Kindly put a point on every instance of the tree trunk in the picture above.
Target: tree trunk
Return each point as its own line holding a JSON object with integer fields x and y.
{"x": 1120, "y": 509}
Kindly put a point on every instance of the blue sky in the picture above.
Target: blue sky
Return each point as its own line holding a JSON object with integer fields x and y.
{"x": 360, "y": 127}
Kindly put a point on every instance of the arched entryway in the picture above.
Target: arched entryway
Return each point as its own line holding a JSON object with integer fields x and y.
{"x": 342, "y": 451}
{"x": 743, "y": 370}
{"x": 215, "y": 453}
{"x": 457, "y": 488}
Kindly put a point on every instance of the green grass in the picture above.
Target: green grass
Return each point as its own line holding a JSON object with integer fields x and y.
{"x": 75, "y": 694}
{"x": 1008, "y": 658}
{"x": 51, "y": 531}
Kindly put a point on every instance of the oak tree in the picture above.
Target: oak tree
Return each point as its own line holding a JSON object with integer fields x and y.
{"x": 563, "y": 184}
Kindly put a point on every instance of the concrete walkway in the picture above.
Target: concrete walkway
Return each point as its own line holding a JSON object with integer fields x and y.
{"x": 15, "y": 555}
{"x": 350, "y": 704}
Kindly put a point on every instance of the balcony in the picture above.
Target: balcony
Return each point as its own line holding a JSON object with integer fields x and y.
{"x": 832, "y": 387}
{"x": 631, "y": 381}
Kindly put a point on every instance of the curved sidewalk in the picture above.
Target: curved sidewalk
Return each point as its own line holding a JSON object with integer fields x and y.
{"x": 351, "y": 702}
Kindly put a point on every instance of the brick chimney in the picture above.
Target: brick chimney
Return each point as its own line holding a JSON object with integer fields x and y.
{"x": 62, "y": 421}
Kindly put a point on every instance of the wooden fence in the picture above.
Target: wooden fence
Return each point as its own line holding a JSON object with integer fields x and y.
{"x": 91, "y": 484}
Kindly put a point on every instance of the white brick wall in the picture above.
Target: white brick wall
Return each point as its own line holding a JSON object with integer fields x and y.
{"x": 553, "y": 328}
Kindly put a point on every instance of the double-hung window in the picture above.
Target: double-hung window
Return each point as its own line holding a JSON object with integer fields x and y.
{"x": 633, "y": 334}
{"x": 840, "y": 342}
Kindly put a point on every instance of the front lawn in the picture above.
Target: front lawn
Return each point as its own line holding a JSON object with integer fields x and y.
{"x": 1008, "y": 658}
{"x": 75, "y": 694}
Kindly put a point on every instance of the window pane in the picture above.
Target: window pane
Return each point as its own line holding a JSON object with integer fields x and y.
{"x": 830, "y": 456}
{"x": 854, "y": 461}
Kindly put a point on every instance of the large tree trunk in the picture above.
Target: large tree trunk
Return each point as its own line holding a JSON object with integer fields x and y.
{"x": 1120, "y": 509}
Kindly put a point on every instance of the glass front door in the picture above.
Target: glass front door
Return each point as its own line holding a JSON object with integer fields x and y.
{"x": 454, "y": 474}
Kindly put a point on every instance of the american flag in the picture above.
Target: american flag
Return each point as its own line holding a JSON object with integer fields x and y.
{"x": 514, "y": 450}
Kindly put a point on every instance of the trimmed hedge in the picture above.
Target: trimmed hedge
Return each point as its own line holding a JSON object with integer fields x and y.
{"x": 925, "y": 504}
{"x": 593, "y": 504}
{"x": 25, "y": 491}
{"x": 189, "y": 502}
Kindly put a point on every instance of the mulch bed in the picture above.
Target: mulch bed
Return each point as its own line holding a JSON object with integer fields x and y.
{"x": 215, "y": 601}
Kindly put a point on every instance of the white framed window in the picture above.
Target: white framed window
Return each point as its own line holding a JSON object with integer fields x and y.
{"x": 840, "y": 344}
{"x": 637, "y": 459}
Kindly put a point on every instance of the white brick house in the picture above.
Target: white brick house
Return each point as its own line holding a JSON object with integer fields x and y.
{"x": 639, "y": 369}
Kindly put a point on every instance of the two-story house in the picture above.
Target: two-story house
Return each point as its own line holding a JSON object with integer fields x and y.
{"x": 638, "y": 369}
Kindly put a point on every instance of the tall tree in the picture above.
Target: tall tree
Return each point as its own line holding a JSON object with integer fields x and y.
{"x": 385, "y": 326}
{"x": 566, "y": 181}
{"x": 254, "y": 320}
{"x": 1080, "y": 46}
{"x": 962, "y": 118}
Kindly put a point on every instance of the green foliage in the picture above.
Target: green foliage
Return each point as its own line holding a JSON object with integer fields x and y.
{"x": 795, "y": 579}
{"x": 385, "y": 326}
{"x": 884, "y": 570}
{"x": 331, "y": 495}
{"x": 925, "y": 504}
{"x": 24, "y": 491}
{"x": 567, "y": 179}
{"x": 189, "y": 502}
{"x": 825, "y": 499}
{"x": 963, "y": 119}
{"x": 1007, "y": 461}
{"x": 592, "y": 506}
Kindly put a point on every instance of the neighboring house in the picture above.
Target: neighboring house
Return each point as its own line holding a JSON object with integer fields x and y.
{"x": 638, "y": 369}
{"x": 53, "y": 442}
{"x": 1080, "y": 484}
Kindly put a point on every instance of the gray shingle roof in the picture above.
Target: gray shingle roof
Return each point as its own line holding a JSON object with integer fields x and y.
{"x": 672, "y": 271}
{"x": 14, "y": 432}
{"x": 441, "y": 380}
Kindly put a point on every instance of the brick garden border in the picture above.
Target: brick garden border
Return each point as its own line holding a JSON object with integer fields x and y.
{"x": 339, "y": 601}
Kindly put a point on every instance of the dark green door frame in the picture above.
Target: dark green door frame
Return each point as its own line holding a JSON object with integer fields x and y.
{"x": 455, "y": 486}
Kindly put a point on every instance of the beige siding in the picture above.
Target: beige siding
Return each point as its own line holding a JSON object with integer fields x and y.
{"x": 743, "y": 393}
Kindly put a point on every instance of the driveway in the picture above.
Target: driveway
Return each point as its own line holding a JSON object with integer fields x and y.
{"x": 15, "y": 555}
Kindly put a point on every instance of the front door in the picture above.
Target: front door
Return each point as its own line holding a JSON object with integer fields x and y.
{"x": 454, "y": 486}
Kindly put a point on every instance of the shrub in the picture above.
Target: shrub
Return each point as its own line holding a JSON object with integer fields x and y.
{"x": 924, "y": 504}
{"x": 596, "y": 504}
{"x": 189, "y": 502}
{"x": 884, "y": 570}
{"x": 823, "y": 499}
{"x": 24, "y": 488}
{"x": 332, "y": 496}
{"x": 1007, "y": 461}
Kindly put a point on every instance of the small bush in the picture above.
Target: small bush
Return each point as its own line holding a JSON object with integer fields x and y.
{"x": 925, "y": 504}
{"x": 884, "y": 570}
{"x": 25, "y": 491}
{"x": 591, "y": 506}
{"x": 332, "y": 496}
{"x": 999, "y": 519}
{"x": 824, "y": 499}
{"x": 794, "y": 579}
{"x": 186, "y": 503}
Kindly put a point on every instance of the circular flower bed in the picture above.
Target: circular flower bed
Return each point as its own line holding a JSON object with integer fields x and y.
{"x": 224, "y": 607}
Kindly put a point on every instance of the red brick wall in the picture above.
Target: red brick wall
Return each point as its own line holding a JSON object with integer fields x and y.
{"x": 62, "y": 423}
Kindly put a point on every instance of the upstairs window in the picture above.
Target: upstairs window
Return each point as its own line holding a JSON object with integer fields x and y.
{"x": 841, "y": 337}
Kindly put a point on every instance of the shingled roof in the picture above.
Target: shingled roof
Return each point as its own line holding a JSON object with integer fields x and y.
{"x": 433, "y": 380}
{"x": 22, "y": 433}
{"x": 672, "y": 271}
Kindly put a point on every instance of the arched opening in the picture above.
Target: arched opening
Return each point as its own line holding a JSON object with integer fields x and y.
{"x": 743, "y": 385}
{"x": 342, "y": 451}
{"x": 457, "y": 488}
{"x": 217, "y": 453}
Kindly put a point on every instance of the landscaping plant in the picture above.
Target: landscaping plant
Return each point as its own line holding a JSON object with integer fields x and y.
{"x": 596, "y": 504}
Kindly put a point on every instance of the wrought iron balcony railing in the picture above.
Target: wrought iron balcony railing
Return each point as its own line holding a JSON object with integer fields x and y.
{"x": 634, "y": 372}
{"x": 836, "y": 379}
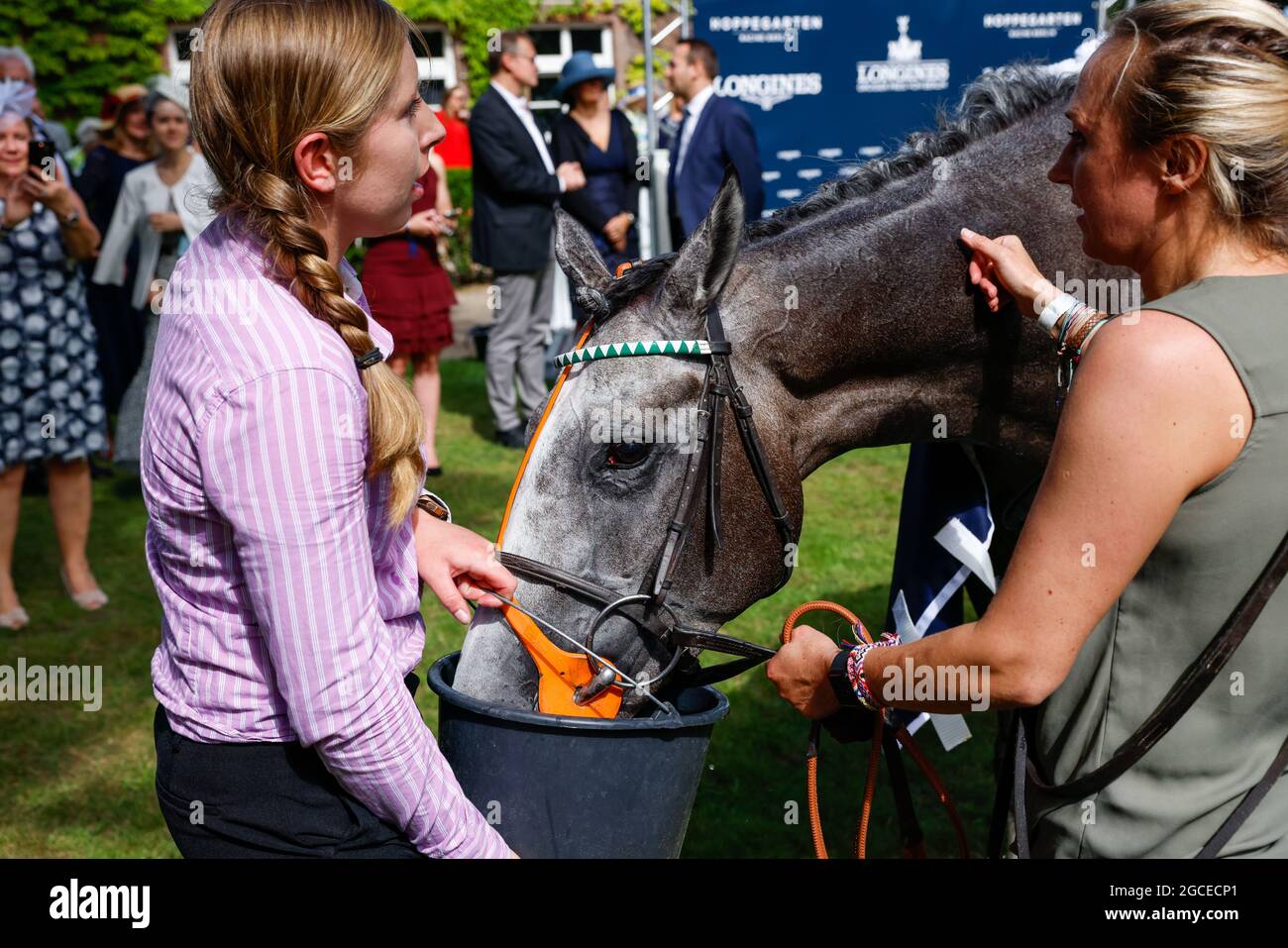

______________________________

ASSIGNMENT:
Look through the data and gather every line with the string "neighboring" in it.

EXERCISE ANSWER:
Kindly put a point on every instance of the neighboring house in the picture above.
Target: neighboring house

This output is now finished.